_WORK TO DO_
Repeat the lines below, substituting "whole-number pixels" for each occurrence of "integer pixels". Leave everything else as it is.
= = = = = = =
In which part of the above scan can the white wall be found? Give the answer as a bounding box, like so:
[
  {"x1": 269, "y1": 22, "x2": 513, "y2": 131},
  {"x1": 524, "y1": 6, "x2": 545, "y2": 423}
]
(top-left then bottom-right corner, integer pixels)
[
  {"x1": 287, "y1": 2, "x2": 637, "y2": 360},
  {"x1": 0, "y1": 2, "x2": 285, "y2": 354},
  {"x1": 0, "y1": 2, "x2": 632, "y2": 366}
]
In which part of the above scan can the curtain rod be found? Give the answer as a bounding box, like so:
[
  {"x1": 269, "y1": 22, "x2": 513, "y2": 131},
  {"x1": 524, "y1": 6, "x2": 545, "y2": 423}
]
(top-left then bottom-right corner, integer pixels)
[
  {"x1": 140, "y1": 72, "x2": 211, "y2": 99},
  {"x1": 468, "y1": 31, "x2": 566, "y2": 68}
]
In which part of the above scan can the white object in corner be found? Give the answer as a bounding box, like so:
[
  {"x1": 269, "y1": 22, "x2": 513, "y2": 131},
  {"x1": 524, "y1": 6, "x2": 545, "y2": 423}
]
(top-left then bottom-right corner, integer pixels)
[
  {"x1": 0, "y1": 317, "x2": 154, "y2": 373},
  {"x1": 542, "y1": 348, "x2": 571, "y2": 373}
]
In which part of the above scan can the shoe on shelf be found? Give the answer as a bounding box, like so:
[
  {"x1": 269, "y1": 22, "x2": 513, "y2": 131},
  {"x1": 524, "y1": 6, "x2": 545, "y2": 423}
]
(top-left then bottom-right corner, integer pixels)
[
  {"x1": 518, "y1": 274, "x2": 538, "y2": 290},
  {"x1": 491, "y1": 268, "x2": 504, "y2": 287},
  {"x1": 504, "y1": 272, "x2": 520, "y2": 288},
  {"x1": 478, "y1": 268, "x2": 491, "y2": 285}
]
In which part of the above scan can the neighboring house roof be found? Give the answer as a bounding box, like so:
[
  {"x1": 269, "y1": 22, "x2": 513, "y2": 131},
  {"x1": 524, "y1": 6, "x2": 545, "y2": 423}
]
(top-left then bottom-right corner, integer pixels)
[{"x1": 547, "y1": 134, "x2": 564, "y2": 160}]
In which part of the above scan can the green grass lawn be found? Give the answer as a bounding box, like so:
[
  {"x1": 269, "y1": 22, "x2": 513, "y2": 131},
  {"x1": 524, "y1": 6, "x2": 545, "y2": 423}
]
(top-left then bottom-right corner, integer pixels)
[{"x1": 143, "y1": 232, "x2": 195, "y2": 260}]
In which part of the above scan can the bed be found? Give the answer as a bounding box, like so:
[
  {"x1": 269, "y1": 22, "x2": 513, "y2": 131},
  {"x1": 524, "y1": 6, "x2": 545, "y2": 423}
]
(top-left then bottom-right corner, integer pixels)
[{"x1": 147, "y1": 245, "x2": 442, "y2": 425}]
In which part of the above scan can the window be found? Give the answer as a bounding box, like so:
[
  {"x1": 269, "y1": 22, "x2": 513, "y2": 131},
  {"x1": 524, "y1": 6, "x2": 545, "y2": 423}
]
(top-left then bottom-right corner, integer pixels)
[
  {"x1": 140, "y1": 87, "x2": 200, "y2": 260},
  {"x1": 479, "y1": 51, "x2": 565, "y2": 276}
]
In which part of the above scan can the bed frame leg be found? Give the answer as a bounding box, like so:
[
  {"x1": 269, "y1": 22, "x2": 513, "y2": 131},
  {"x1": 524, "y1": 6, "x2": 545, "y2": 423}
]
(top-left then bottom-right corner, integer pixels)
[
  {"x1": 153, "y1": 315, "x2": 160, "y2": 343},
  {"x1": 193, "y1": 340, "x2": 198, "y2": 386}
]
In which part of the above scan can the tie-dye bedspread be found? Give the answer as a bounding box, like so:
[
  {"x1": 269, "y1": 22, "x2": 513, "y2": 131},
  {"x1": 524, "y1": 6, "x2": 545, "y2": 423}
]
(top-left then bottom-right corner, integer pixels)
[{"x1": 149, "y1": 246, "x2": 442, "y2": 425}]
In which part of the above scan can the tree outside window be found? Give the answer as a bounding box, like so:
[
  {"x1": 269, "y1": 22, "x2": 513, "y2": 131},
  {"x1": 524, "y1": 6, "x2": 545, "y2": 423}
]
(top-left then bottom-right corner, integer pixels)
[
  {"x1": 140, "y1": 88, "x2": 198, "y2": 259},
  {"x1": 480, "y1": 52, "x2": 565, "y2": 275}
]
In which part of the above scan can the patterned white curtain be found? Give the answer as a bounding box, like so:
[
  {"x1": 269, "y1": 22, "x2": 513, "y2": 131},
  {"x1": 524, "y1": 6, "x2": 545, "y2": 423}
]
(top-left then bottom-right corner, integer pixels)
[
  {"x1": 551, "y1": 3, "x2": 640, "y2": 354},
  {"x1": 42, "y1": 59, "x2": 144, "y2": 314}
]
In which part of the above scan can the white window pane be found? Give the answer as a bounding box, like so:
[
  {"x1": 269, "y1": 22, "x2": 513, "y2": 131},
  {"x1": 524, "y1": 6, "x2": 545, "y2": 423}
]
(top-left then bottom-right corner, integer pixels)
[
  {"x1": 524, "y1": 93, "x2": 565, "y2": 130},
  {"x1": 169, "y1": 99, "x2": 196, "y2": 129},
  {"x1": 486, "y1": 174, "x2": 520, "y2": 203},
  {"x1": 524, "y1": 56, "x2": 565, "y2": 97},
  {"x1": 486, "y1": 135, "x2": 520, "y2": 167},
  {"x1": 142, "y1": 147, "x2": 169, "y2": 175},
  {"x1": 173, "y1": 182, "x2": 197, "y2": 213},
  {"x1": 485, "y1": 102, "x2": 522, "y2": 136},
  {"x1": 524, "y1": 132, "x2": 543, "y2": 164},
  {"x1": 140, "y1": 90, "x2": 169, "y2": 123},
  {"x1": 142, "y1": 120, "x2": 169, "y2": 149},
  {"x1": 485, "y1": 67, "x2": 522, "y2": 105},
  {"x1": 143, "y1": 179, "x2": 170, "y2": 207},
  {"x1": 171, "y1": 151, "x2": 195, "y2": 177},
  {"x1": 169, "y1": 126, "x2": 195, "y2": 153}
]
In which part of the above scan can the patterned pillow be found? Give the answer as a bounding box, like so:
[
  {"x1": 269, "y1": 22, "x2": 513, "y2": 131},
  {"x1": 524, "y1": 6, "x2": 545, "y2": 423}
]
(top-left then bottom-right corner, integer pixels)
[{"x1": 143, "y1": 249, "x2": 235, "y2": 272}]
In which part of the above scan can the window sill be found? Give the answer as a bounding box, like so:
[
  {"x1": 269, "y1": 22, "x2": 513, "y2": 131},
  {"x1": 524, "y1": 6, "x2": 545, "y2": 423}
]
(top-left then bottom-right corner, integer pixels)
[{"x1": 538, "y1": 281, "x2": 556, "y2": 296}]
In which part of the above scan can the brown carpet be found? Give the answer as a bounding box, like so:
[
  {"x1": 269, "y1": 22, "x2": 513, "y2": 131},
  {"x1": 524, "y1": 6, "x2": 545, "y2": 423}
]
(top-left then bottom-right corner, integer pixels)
= = = = = = =
_SOLUTION FOR THIS TASK_
In which part of the above scan can the white wall be found? Give the answer as a bounding box, like so:
[
  {"x1": 269, "y1": 22, "x2": 513, "y2": 131},
  {"x1": 524, "y1": 6, "x2": 545, "y2": 423}
]
(top-left then bottom-right corner, whole-number pixels)
[
  {"x1": 287, "y1": 2, "x2": 637, "y2": 360},
  {"x1": 0, "y1": 2, "x2": 285, "y2": 354},
  {"x1": 0, "y1": 2, "x2": 632, "y2": 366}
]
In which part of the above scan can the curtain rod be found? Give the answer as a bounding box, like so:
[
  {"x1": 269, "y1": 22, "x2": 513, "y2": 131},
  {"x1": 524, "y1": 6, "x2": 545, "y2": 423}
]
(top-left then bottom-right corner, whole-number pixels)
[
  {"x1": 140, "y1": 72, "x2": 211, "y2": 99},
  {"x1": 468, "y1": 31, "x2": 566, "y2": 68}
]
In which part of the above scan can the white object in corner be found? Give the answer as a bounding box, like so:
[
  {"x1": 269, "y1": 22, "x2": 513, "y2": 131},
  {"x1": 524, "y1": 6, "x2": 545, "y2": 423}
]
(top-left then bottom-right corner, whole-number pixels)
[
  {"x1": 0, "y1": 317, "x2": 154, "y2": 373},
  {"x1": 542, "y1": 348, "x2": 571, "y2": 373}
]
In which part of the above scan can the shoe on shelf be found? Give the answer as a bounding box, like so:
[
  {"x1": 269, "y1": 22, "x2": 513, "y2": 131},
  {"x1": 524, "y1": 6, "x2": 545, "y2": 423}
]
(top-left then bottom-right corner, whole-number pixels)
[
  {"x1": 518, "y1": 274, "x2": 538, "y2": 290},
  {"x1": 491, "y1": 268, "x2": 504, "y2": 287},
  {"x1": 504, "y1": 272, "x2": 520, "y2": 288},
  {"x1": 478, "y1": 268, "x2": 491, "y2": 285}
]
In which part of the above scan can the neighboring house roof be found? Give the answer as a bounding box, like so:
[
  {"x1": 269, "y1": 22, "x2": 513, "y2": 131},
  {"x1": 524, "y1": 6, "x2": 545, "y2": 423}
]
(top-left then bottom-right corner, whole-number pixels)
[{"x1": 547, "y1": 134, "x2": 564, "y2": 160}]
In which part of the above scan can the green grass lawn be found? Give the answer as a bounding box, like so:
[
  {"x1": 269, "y1": 22, "x2": 513, "y2": 131},
  {"x1": 524, "y1": 6, "x2": 545, "y2": 423}
]
(top-left then bottom-right corner, whole-number pixels)
[{"x1": 143, "y1": 232, "x2": 195, "y2": 260}]
In which part of the above scan can the bed be found? Give the answer as a bounding box, like so:
[
  {"x1": 269, "y1": 22, "x2": 513, "y2": 131},
  {"x1": 524, "y1": 6, "x2": 545, "y2": 423}
]
(top-left then bottom-right corner, whole-number pixels)
[{"x1": 147, "y1": 245, "x2": 442, "y2": 425}]
In which part of the above scan can the window be found? Give the answer as a bounding box, like so:
[
  {"x1": 269, "y1": 22, "x2": 513, "y2": 131},
  {"x1": 524, "y1": 6, "x2": 545, "y2": 423}
]
(top-left then bottom-right corner, whole-number pixels)
[
  {"x1": 140, "y1": 87, "x2": 200, "y2": 260},
  {"x1": 479, "y1": 51, "x2": 565, "y2": 276}
]
In which part of the above scan can the bed frame leg be found? Give the answer as a bounding box, like so:
[
  {"x1": 269, "y1": 22, "x2": 513, "y2": 131},
  {"x1": 524, "y1": 6, "x2": 545, "y2": 423}
]
(top-left then bottom-right corner, whole-number pixels)
[
  {"x1": 153, "y1": 315, "x2": 160, "y2": 343},
  {"x1": 193, "y1": 340, "x2": 198, "y2": 386}
]
In which part of the above scan can the tie-dye bedspread be found? Give the answer as a bounding box, like so:
[
  {"x1": 269, "y1": 22, "x2": 513, "y2": 131},
  {"x1": 524, "y1": 6, "x2": 545, "y2": 423}
]
(top-left then bottom-right corner, whole-number pixels)
[{"x1": 149, "y1": 246, "x2": 442, "y2": 425}]
In which part of the above scan can the tree outside window be found? Give the answer as a bounding box, like so:
[
  {"x1": 269, "y1": 22, "x2": 513, "y2": 131},
  {"x1": 524, "y1": 6, "x2": 545, "y2": 423}
]
(top-left then bottom-right corner, whole-number pixels)
[
  {"x1": 140, "y1": 88, "x2": 198, "y2": 259},
  {"x1": 480, "y1": 52, "x2": 565, "y2": 275}
]
In which part of the above scan can the patterned white curtain be found? Give the answer as a bounding box, like so:
[
  {"x1": 269, "y1": 22, "x2": 513, "y2": 131},
  {"x1": 524, "y1": 6, "x2": 545, "y2": 423}
]
(top-left then bottom-right corner, whole-number pixels)
[
  {"x1": 551, "y1": 3, "x2": 640, "y2": 354},
  {"x1": 42, "y1": 59, "x2": 144, "y2": 314}
]
In which part of the above scan can the white window pane be found? Give the answer as a bounding box, like so:
[
  {"x1": 269, "y1": 22, "x2": 513, "y2": 131},
  {"x1": 524, "y1": 6, "x2": 545, "y2": 423}
]
(top-left then bottom-right corner, whole-number pixels)
[
  {"x1": 524, "y1": 93, "x2": 565, "y2": 130},
  {"x1": 169, "y1": 99, "x2": 196, "y2": 129},
  {"x1": 486, "y1": 174, "x2": 520, "y2": 203},
  {"x1": 524, "y1": 56, "x2": 565, "y2": 97},
  {"x1": 486, "y1": 135, "x2": 520, "y2": 167},
  {"x1": 142, "y1": 147, "x2": 169, "y2": 175},
  {"x1": 173, "y1": 182, "x2": 197, "y2": 213},
  {"x1": 485, "y1": 102, "x2": 522, "y2": 136},
  {"x1": 524, "y1": 132, "x2": 543, "y2": 164},
  {"x1": 140, "y1": 90, "x2": 169, "y2": 123},
  {"x1": 142, "y1": 120, "x2": 169, "y2": 149},
  {"x1": 485, "y1": 67, "x2": 522, "y2": 105},
  {"x1": 143, "y1": 179, "x2": 170, "y2": 207},
  {"x1": 171, "y1": 151, "x2": 195, "y2": 177},
  {"x1": 169, "y1": 126, "x2": 195, "y2": 153}
]
In which part of the above scan can the patterned pillow be found? Give the answer as a bounding box, like so:
[
  {"x1": 269, "y1": 22, "x2": 513, "y2": 131},
  {"x1": 524, "y1": 6, "x2": 545, "y2": 423}
]
(top-left then bottom-right corner, whole-number pixels)
[{"x1": 143, "y1": 249, "x2": 235, "y2": 272}]
In which part of the above scan can the window sill be found? Give the answer as a bounding box, like so:
[
  {"x1": 269, "y1": 22, "x2": 513, "y2": 131},
  {"x1": 524, "y1": 6, "x2": 545, "y2": 423}
]
(top-left then bottom-right corner, whole-number pixels)
[{"x1": 538, "y1": 281, "x2": 556, "y2": 296}]
In which part of the above scan can the brown carpet be found? Give the answer as a bounding box, like so:
[
  {"x1": 269, "y1": 22, "x2": 513, "y2": 131},
  {"x1": 524, "y1": 6, "x2": 545, "y2": 423}
]
(top-left then bottom-right corner, whole-number pixels)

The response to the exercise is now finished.